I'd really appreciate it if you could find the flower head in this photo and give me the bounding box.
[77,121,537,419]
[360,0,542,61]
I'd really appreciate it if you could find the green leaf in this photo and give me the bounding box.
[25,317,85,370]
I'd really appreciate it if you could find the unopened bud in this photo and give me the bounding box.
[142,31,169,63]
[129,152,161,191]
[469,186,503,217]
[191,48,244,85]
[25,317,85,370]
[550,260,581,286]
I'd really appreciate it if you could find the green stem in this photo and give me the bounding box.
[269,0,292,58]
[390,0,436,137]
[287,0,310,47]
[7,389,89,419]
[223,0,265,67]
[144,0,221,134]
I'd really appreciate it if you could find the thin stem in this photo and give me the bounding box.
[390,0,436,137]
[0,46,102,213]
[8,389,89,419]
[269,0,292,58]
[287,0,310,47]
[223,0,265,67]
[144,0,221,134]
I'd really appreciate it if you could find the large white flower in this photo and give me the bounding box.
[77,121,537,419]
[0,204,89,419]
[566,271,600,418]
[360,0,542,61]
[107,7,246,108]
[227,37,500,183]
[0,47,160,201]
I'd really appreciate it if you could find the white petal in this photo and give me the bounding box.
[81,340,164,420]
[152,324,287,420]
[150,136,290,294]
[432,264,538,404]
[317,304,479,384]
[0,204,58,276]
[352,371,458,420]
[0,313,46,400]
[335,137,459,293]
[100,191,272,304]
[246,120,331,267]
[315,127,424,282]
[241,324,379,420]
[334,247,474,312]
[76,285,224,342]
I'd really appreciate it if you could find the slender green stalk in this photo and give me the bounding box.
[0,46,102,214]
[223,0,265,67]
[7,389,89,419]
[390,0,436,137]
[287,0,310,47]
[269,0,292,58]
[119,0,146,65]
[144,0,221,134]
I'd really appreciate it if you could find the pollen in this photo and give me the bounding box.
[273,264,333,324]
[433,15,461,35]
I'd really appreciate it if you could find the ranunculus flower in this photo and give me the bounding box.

-*-*-

Return all of the entries above verbatim, one line at a time and in the same order.

*EXERCISE RESULT*:
I'd really appreciate it if you could find the flower head in this photo and give me the bounding box.
[77,121,537,419]
[360,0,542,61]
I'd really appreciate it if you could find the green leaf in this photo and give me the bounding box.
[25,317,85,370]
I'd really appreciate it if you could find the unopened bud in this photo and give me the bounding box.
[142,31,169,63]
[129,152,161,191]
[469,186,503,217]
[191,48,244,85]
[25,317,85,370]
[550,260,581,286]
I'd really appreciate it if you could find the green stem in this photo and give me the bounding box.
[269,0,292,58]
[390,0,436,137]
[287,0,310,47]
[7,389,89,419]
[223,0,265,67]
[144,0,221,134]
I'd really appreciate it if you could find the thin stem in this photo and give me the bounding box.
[390,0,436,137]
[0,46,102,213]
[8,389,89,419]
[269,0,292,58]
[287,0,310,47]
[223,0,265,67]
[144,0,221,134]
I'd really appreciate it if you could find the large white flower in this photo and give me the bounding box.
[77,121,537,419]
[0,204,89,419]
[566,271,600,418]
[360,0,542,61]
[107,7,246,108]
[227,37,500,183]
[0,47,160,201]
I'd really appreciate it if you could find the white petal in this photo and give me the bounding box.
[81,340,164,420]
[152,324,287,420]
[150,136,290,294]
[432,264,538,404]
[317,304,479,384]
[0,204,58,276]
[352,371,458,420]
[0,313,46,400]
[335,137,459,293]
[100,191,272,304]
[246,120,331,267]
[315,127,424,282]
[241,324,379,420]
[334,247,474,312]
[76,285,224,342]
I'd really appreciate it if you could find the slender green stalk in this photo and give me the bounding box.
[0,46,102,214]
[223,0,265,67]
[7,389,89,419]
[390,0,436,137]
[287,0,310,47]
[269,0,292,58]
[119,0,146,65]
[144,0,221,134]
I'd really appreciate it if you could find the pollen in this photo and give me the bounding box.
[273,264,333,324]
[433,15,461,35]
I'd really appreciate it if you could find the ranunculus flower in this photo and give me the bounding box.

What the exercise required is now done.